Exercise details
Among the lines below, restate word for word only those from the line with "dark skirt, and" through the line with "white cloud, and", with both end lines kept.

Data in this exercise
■ ■ ■ ■ ■

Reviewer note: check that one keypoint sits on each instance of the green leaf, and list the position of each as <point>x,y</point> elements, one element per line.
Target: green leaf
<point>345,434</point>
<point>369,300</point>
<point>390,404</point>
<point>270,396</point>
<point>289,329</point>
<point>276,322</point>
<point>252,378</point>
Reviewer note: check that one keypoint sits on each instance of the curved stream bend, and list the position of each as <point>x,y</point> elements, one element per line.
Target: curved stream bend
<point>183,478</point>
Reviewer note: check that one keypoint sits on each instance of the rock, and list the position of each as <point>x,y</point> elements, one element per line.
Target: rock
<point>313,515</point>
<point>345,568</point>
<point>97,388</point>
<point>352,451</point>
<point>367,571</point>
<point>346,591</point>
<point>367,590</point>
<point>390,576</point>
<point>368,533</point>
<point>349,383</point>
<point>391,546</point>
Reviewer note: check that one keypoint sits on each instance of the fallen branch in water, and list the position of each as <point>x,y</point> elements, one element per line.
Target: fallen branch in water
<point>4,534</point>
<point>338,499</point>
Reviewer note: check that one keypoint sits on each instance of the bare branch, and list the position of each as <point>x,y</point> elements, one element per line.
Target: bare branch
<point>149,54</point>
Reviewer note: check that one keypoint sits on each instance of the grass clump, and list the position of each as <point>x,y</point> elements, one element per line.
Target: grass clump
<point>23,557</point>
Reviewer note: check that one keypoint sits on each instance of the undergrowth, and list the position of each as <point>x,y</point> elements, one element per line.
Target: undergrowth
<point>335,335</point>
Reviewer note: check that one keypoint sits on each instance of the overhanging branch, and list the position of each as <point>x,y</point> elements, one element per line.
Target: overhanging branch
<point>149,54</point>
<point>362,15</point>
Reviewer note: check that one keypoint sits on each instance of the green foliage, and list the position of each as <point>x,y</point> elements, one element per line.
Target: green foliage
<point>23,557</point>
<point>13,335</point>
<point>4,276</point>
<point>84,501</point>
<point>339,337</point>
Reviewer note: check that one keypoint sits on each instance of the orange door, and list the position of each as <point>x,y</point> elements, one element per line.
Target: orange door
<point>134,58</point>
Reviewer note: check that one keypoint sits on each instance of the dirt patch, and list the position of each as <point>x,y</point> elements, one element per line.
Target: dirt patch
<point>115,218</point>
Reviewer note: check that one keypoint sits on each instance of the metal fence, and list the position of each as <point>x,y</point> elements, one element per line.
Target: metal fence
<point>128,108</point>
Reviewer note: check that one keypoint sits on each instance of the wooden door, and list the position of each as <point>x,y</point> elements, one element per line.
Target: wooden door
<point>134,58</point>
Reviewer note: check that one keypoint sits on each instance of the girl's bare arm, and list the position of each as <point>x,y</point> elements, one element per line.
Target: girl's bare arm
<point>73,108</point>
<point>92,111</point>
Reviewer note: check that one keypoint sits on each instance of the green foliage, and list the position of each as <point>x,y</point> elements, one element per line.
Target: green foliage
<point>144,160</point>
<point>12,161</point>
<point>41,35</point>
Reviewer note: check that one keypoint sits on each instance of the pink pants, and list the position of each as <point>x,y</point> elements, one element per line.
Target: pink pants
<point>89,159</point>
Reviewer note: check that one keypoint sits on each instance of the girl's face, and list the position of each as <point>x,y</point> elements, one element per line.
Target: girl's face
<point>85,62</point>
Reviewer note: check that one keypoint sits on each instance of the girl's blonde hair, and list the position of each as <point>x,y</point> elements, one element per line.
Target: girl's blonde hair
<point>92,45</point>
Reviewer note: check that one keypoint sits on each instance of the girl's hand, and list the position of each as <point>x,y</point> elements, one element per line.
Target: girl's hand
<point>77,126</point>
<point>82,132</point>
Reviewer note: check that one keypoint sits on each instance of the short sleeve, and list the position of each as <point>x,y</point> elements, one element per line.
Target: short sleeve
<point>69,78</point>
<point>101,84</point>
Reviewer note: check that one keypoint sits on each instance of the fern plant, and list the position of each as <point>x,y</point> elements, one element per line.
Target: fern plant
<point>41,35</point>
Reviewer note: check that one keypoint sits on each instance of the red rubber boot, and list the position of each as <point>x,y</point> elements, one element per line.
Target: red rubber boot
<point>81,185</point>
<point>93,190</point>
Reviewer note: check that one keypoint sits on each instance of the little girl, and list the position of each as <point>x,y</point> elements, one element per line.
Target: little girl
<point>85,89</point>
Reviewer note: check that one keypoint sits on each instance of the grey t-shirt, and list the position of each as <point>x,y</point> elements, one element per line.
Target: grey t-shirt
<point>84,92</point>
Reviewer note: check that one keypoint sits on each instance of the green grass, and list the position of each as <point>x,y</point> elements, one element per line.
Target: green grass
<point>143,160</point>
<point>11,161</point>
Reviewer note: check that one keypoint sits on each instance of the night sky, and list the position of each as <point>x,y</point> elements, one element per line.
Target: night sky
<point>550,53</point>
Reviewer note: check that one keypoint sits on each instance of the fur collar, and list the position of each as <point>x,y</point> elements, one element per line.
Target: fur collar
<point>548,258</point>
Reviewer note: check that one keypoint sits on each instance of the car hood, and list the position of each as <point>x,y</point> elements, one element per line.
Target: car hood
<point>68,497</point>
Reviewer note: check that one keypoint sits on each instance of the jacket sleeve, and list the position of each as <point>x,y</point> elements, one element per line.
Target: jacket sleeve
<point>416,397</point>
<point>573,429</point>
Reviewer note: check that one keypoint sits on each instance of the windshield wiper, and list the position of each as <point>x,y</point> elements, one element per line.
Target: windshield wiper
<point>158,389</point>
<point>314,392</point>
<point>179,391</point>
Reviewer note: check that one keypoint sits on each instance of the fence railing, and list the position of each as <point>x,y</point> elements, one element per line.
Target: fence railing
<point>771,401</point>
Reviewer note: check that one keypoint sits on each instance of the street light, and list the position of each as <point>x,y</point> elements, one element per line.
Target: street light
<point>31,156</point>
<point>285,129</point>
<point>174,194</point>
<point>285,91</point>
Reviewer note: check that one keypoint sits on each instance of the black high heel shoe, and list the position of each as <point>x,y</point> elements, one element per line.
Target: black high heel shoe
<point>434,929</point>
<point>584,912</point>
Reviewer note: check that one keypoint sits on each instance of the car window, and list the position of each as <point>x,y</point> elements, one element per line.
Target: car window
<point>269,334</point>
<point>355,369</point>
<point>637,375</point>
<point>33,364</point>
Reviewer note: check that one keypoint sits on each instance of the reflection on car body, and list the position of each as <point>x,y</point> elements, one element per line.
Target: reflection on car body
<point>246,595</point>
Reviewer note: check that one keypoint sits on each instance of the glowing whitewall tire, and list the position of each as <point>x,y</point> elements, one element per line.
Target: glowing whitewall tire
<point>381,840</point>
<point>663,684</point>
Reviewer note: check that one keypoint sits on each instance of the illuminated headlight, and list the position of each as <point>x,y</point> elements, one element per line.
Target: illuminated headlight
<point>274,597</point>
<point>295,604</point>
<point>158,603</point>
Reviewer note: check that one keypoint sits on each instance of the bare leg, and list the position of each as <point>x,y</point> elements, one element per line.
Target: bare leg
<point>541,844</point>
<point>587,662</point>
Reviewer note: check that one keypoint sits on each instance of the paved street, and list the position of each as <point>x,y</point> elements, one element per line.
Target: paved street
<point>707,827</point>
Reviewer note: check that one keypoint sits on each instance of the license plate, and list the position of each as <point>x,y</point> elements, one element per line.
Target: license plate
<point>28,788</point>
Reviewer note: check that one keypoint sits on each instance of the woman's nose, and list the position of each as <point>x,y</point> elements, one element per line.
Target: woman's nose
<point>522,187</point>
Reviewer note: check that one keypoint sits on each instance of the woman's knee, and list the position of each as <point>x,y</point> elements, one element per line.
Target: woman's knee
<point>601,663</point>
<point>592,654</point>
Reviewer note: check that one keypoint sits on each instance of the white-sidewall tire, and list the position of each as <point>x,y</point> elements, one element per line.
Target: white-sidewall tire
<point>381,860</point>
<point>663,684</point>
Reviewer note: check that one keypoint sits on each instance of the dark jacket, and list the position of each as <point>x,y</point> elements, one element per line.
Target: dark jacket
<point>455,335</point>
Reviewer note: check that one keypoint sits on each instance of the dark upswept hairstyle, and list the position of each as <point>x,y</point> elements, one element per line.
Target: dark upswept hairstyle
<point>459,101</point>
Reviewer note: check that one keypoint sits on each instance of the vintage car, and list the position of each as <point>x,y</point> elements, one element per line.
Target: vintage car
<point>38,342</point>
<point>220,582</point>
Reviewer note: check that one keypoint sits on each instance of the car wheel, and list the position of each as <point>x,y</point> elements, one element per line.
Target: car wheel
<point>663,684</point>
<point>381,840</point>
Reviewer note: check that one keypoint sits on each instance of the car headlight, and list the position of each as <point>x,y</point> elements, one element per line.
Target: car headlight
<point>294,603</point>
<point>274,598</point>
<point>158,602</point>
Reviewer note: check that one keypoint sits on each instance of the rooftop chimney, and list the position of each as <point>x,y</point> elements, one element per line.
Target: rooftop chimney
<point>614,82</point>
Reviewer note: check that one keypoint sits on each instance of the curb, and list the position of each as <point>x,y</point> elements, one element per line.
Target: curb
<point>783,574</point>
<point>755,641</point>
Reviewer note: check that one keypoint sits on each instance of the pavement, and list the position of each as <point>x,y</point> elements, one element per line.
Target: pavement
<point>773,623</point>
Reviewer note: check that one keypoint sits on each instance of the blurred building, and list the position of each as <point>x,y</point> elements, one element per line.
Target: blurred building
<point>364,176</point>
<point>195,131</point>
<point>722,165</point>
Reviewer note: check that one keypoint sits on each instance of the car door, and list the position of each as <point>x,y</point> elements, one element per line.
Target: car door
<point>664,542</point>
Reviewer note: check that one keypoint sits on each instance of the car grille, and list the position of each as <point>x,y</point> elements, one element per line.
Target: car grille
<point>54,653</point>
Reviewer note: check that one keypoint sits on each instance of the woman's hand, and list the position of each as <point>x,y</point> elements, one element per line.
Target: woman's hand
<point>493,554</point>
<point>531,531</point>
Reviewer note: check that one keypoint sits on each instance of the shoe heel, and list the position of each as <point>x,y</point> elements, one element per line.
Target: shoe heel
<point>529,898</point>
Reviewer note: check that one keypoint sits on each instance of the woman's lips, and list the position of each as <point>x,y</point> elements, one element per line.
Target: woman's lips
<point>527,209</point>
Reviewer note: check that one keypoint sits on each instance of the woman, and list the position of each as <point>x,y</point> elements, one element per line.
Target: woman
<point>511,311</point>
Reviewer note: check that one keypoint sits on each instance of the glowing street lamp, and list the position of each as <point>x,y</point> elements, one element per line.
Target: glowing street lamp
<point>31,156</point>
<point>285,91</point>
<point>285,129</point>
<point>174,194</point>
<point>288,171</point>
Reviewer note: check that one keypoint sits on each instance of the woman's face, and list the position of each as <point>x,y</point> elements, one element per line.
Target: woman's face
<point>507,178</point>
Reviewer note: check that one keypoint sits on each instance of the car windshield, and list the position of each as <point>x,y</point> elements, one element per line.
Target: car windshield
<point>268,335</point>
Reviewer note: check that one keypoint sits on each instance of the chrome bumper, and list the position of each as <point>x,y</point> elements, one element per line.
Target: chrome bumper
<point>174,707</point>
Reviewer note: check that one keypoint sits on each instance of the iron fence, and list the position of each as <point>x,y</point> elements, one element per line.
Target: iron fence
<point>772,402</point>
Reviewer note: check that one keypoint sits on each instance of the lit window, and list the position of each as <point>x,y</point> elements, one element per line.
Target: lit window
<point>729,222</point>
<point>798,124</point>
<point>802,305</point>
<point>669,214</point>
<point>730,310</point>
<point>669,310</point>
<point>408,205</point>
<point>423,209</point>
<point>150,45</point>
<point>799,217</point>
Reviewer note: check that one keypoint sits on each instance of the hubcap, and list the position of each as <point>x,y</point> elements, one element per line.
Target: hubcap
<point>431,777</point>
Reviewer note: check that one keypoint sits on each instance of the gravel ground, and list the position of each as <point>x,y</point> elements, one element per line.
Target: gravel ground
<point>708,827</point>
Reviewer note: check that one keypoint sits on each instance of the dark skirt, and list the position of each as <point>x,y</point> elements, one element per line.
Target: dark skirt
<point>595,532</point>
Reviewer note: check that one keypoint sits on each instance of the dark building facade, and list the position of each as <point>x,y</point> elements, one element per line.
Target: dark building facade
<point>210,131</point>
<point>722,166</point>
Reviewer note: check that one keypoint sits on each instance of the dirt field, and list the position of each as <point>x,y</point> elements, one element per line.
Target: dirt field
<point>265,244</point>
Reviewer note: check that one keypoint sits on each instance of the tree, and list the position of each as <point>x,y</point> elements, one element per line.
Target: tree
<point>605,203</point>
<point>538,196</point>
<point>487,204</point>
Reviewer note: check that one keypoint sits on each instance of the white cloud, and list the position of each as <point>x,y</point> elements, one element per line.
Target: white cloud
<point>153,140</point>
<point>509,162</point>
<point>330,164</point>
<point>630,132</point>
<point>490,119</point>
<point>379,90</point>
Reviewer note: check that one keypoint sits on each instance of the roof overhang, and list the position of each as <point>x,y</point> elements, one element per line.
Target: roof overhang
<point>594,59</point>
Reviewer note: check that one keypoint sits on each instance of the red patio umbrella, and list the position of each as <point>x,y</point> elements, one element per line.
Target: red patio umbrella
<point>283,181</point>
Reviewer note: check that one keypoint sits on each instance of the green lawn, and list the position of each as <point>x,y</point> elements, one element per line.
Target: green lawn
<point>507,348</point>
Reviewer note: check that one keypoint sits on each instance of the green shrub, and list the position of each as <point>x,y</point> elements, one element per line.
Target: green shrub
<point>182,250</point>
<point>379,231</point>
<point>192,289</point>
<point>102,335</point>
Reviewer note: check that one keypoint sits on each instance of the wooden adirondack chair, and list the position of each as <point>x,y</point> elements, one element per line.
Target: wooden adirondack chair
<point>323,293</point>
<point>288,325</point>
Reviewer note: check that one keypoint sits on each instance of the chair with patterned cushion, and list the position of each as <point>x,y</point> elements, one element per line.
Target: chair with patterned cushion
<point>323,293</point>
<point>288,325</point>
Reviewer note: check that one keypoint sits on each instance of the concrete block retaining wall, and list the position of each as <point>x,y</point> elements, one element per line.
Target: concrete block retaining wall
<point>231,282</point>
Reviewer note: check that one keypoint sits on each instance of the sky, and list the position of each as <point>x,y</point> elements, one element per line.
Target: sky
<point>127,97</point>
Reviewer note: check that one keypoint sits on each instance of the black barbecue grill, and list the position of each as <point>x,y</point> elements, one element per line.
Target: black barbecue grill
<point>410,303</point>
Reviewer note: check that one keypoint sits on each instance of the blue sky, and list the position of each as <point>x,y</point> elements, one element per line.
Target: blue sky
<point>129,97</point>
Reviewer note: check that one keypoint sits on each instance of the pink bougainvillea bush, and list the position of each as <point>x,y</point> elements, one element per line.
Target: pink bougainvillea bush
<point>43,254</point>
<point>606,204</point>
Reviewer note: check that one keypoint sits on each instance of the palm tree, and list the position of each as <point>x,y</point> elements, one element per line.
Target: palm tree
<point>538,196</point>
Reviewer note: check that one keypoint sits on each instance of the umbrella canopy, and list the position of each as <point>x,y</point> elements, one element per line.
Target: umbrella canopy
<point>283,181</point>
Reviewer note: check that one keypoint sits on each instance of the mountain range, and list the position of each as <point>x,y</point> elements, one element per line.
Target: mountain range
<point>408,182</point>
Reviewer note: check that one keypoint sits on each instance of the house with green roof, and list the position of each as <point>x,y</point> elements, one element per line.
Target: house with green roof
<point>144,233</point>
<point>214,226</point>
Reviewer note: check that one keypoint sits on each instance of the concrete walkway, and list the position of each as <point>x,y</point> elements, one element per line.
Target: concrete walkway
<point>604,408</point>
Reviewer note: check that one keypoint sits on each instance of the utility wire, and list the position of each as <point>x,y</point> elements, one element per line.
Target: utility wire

■ ■ ■ ■ ■

Exercise solution
Reviewer note: check that one keypoint sits on each instance of the dark skirt, and list the position of each as <point>x,y</point> elements, one element per line.
Target: dark skirt
<point>595,532</point>
Reviewer note: check that one keypoint sits on each instance of the dark building facade, and list the position of each as <point>x,y</point> elements, one element per line.
Target: dark building facade
<point>210,131</point>
<point>722,166</point>
Reviewer note: check that one keypoint sits on each instance of the dirt field, and list the position of each as <point>x,y</point> elements, one element per line.
Target: dirt field
<point>265,244</point>
Reviewer note: check that one keypoint sits on each instance of the tree, and list the position of each as <point>x,y</point> elements, one element per line.
Target: tree
<point>605,203</point>
<point>538,196</point>
<point>487,204</point>
Reviewer note: check that one keypoint sits on each instance of the white cloud, and list the position of each as <point>x,y</point> elements, one element per line.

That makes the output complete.